Provided data –
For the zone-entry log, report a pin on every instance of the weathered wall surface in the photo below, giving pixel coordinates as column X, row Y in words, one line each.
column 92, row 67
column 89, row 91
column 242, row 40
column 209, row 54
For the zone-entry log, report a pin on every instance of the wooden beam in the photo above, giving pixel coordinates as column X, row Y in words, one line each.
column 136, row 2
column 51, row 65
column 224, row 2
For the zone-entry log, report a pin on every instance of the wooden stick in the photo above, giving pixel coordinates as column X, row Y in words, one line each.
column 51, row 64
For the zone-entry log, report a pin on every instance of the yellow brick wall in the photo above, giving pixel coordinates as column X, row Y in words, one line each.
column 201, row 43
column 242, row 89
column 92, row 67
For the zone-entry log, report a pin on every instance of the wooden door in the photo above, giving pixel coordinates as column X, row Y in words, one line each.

--

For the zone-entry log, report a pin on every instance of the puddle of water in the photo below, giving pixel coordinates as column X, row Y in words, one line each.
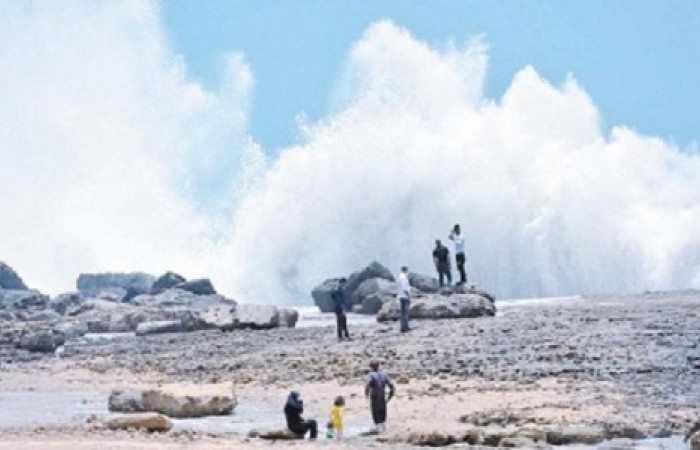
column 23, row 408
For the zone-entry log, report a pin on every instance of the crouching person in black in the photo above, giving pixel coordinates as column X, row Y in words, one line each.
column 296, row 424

Exercise directions – Gather every line in the records that contains the word "below" and copy each of those lines in full.

Finished task –
For the zone-entry log, report a pin on every instance of the weathered wall surface in the photo below, giving pixel coordinates as column X, row Y in words, one line each.
For the zone-entry log, report a pin on every instance of the puddle of water in the photo below, giving pixel coordinates as column X, row Y in words, one line each.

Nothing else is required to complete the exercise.